*Task item*.
Find the lines of data that contain the string "blue", then list them.

------ Records to use

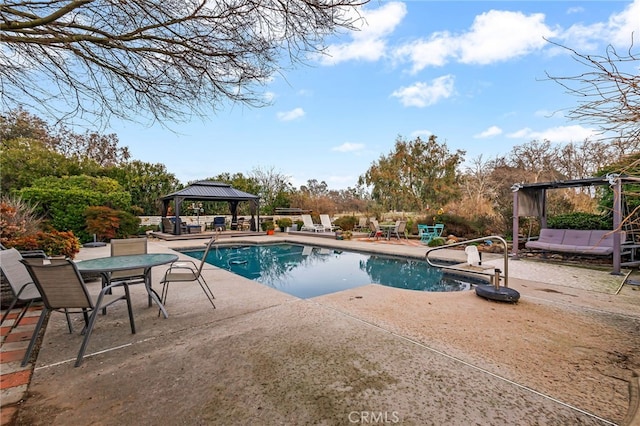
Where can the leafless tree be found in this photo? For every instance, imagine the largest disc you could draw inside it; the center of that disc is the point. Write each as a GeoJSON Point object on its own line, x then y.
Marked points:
{"type": "Point", "coordinates": [169, 59]}
{"type": "Point", "coordinates": [608, 93]}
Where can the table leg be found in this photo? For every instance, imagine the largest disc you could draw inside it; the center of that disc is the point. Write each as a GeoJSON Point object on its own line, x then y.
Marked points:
{"type": "Point", "coordinates": [153, 295]}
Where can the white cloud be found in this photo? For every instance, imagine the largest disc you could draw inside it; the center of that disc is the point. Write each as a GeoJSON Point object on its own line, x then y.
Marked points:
{"type": "Point", "coordinates": [494, 36]}
{"type": "Point", "coordinates": [348, 147]}
{"type": "Point", "coordinates": [490, 132]}
{"type": "Point", "coordinates": [616, 30]}
{"type": "Point", "coordinates": [425, 133]}
{"type": "Point", "coordinates": [623, 24]}
{"type": "Point", "coordinates": [369, 42]}
{"type": "Point", "coordinates": [423, 94]}
{"type": "Point", "coordinates": [558, 134]}
{"type": "Point", "coordinates": [500, 35]}
{"type": "Point", "coordinates": [424, 53]}
{"type": "Point", "coordinates": [291, 115]}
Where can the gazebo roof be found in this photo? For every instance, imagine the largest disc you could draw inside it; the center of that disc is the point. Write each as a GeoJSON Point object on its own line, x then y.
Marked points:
{"type": "Point", "coordinates": [207, 190]}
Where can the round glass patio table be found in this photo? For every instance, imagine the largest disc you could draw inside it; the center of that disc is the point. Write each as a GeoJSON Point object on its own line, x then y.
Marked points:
{"type": "Point", "coordinates": [105, 265]}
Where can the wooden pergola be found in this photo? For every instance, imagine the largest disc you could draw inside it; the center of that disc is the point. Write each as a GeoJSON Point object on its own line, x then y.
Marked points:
{"type": "Point", "coordinates": [530, 200]}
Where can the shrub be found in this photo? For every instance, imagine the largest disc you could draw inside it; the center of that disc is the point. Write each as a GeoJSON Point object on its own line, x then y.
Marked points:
{"type": "Point", "coordinates": [580, 220]}
{"type": "Point", "coordinates": [107, 223]}
{"type": "Point", "coordinates": [63, 201]}
{"type": "Point", "coordinates": [17, 218]}
{"type": "Point", "coordinates": [53, 243]}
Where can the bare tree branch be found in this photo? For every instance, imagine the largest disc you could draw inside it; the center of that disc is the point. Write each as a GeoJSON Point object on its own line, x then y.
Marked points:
{"type": "Point", "coordinates": [608, 93]}
{"type": "Point", "coordinates": [167, 59]}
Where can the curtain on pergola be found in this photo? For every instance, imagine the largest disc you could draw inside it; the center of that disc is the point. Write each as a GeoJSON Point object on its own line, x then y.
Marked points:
{"type": "Point", "coordinates": [530, 200]}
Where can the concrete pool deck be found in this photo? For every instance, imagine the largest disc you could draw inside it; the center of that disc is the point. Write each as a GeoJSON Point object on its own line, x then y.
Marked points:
{"type": "Point", "coordinates": [565, 354]}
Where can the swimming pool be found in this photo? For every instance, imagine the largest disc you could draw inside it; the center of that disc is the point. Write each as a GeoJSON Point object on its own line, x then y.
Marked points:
{"type": "Point", "coordinates": [308, 271]}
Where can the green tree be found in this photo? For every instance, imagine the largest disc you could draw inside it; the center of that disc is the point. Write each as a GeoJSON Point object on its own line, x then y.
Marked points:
{"type": "Point", "coordinates": [274, 189]}
{"type": "Point", "coordinates": [63, 201]}
{"type": "Point", "coordinates": [415, 175]}
{"type": "Point", "coordinates": [147, 183]}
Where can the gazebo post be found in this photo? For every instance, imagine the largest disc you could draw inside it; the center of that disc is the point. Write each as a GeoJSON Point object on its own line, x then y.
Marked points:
{"type": "Point", "coordinates": [616, 185]}
{"type": "Point", "coordinates": [178, 203]}
{"type": "Point", "coordinates": [516, 224]}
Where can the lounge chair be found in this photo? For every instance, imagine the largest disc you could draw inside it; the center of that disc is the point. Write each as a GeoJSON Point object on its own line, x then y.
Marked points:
{"type": "Point", "coordinates": [169, 226]}
{"type": "Point", "coordinates": [21, 284]}
{"type": "Point", "coordinates": [187, 271]}
{"type": "Point", "coordinates": [62, 288]}
{"type": "Point", "coordinates": [374, 229]}
{"type": "Point", "coordinates": [308, 225]}
{"type": "Point", "coordinates": [362, 224]}
{"type": "Point", "coordinates": [429, 232]}
{"type": "Point", "coordinates": [399, 229]}
{"type": "Point", "coordinates": [219, 223]}
{"type": "Point", "coordinates": [325, 220]}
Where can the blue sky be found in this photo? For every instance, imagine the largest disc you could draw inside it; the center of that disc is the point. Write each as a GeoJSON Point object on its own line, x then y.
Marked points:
{"type": "Point", "coordinates": [470, 72]}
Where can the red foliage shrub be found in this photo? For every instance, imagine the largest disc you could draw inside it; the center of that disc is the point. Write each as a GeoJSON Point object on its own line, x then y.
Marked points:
{"type": "Point", "coordinates": [53, 243]}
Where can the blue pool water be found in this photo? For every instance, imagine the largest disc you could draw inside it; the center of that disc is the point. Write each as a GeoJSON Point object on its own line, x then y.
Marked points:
{"type": "Point", "coordinates": [306, 271]}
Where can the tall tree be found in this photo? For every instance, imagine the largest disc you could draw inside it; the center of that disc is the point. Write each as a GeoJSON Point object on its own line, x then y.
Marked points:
{"type": "Point", "coordinates": [168, 59]}
{"type": "Point", "coordinates": [608, 92]}
{"type": "Point", "coordinates": [415, 175]}
{"type": "Point", "coordinates": [146, 183]}
{"type": "Point", "coordinates": [275, 188]}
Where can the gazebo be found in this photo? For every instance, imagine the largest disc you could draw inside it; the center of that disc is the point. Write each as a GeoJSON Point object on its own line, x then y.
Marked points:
{"type": "Point", "coordinates": [206, 190]}
{"type": "Point", "coordinates": [530, 200]}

------------

*Exercise solution*.
Where can the blue sky be found in this photo? For every instance, imagine the largest disc you could draw inside it; the center of that disc is the point. Write each as a GeoJSON Point object on its own line, x then y.
Where can the blue pool water be found in this photo? For every instance, imagine the largest disc you could draw inside it; the center of that disc is the point. Write each as a GeoJSON Point object on its own line, x then y.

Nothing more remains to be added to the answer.